(Provided data Opens)
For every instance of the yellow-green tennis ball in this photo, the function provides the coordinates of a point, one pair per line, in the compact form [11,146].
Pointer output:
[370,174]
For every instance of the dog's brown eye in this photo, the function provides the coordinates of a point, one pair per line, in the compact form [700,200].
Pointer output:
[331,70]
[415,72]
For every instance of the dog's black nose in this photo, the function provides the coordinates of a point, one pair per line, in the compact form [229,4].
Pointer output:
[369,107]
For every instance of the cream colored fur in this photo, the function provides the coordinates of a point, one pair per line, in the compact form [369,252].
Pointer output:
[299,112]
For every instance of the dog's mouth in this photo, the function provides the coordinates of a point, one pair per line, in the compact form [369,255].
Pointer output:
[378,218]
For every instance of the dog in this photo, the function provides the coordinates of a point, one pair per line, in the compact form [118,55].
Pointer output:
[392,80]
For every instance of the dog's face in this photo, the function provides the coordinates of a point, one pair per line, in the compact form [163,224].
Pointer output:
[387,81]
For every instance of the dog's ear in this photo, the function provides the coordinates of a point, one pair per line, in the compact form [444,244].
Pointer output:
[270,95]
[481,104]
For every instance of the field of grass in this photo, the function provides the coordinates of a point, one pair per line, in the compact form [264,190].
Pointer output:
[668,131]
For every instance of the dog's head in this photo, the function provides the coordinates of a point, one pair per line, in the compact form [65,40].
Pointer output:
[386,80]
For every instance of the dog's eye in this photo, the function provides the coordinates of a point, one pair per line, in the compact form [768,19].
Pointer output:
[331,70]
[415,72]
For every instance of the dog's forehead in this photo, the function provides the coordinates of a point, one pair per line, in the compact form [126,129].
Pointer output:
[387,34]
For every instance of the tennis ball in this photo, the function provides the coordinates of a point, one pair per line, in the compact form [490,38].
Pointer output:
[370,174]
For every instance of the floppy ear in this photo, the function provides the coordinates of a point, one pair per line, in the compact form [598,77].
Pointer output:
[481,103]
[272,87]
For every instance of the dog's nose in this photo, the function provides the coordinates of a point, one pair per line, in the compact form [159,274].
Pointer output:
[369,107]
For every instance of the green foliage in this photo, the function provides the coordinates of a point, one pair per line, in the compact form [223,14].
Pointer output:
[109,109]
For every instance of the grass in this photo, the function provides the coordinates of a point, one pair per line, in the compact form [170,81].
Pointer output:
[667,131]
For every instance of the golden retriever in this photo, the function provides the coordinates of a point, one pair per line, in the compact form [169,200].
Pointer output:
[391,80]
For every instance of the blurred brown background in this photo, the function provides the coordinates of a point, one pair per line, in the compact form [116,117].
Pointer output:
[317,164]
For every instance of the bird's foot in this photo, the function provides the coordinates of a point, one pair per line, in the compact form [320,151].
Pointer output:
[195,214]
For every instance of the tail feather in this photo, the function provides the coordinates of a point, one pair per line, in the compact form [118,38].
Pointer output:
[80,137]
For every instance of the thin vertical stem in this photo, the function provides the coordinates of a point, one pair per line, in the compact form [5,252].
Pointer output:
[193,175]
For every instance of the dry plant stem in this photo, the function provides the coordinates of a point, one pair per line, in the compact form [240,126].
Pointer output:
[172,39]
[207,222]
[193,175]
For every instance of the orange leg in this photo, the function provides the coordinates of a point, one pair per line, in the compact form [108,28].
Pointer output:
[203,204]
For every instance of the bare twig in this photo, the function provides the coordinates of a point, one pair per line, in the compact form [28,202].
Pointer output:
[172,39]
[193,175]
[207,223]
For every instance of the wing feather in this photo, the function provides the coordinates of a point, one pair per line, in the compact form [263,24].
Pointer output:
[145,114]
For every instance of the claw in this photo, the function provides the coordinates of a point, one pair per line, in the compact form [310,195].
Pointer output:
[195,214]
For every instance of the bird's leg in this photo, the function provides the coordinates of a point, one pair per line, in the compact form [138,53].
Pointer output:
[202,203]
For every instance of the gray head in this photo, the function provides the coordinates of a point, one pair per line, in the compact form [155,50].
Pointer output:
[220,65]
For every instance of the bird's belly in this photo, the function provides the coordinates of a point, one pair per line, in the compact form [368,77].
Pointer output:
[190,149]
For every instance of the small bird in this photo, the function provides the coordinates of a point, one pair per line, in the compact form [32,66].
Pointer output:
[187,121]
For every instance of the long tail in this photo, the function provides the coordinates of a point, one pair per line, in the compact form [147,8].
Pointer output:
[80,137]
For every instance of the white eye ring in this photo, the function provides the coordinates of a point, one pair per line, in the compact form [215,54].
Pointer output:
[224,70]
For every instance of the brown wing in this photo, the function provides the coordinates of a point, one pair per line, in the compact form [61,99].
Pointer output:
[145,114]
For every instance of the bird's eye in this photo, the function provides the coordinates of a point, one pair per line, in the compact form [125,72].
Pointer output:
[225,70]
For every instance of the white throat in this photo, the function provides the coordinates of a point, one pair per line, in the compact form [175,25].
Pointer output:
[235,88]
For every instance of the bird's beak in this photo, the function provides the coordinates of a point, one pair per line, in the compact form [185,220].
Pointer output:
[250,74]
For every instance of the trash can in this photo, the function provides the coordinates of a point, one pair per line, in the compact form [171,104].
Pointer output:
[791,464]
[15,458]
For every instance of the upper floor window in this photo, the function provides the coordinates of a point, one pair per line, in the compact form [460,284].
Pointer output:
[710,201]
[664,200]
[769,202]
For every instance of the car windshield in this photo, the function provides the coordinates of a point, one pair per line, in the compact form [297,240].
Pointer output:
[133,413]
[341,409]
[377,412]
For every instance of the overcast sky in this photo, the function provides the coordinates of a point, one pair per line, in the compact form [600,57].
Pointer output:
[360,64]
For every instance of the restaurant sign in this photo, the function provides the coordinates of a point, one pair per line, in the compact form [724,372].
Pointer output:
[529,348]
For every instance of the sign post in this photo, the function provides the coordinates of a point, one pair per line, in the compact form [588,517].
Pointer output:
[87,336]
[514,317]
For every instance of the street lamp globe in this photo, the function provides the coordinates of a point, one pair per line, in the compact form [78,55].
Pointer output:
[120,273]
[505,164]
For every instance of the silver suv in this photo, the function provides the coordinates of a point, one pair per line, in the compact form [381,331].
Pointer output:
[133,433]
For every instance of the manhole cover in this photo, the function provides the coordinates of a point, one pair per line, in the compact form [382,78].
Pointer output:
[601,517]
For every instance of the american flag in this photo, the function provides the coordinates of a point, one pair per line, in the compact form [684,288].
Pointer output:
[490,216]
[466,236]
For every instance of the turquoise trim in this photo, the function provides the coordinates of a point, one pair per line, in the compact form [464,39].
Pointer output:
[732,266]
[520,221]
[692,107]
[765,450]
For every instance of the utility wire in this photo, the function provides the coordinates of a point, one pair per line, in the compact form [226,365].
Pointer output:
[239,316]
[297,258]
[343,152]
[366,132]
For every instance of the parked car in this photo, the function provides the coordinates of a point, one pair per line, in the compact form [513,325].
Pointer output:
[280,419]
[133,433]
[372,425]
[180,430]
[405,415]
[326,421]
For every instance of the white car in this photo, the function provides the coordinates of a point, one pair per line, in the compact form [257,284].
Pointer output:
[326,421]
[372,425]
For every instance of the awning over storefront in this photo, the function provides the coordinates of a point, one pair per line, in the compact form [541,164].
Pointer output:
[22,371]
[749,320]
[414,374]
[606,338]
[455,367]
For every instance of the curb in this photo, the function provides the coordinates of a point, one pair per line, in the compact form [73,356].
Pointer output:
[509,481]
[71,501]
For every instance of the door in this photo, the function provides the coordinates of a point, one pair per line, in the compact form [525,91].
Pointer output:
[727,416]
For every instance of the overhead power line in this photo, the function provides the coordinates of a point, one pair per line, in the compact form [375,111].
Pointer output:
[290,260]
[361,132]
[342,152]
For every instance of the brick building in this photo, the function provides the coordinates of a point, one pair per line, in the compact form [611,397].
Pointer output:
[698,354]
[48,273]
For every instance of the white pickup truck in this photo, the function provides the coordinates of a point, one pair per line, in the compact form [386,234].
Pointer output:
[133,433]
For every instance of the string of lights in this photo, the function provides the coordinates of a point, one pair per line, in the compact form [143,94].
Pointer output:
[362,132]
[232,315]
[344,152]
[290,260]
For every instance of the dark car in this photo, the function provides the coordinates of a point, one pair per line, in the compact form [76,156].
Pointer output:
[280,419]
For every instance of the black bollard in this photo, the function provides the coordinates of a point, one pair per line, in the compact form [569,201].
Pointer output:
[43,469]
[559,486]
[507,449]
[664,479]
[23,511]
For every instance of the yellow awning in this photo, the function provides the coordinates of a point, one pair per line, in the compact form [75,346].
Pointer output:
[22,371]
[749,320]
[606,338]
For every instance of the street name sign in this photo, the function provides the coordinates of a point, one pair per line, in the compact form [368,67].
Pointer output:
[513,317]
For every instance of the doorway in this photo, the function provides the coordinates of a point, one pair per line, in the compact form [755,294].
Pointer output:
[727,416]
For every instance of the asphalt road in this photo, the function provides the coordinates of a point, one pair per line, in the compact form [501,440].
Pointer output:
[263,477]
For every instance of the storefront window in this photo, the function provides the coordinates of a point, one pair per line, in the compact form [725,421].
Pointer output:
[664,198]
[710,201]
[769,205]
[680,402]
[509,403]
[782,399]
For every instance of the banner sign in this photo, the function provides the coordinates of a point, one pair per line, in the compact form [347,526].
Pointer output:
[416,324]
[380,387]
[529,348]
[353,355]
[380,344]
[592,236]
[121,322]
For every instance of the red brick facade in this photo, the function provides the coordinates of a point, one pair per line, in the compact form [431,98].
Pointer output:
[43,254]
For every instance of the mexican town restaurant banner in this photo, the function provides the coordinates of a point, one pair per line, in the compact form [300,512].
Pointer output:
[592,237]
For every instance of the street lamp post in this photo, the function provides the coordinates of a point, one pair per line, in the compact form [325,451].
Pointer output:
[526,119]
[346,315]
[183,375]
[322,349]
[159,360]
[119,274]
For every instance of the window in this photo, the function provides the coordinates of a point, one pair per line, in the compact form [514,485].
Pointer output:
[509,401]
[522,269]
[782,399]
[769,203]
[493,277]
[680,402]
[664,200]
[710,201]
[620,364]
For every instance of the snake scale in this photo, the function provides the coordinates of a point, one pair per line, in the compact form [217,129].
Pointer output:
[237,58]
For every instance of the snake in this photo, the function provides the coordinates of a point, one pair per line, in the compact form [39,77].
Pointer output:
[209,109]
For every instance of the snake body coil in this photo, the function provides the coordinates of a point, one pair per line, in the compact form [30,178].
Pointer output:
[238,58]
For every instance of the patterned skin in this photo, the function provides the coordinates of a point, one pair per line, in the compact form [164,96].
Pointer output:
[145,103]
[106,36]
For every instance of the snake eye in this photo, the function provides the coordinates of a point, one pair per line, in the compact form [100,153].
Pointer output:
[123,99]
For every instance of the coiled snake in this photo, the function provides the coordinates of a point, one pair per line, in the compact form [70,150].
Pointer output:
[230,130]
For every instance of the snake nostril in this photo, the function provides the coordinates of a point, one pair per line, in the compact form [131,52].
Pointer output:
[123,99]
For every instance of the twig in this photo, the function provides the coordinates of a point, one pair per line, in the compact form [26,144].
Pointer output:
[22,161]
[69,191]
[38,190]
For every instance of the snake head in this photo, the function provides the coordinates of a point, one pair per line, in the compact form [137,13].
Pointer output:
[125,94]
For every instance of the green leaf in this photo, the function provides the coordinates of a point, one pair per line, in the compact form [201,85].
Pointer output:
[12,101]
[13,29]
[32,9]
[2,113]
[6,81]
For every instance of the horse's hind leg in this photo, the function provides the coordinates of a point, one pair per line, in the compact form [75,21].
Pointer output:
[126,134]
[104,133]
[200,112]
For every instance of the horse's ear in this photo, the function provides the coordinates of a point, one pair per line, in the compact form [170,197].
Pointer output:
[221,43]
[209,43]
(Provided data Closes)
What to produce -
Calculate how many lines of the material include the string "twig", and state that number by itself.

Expected output -
2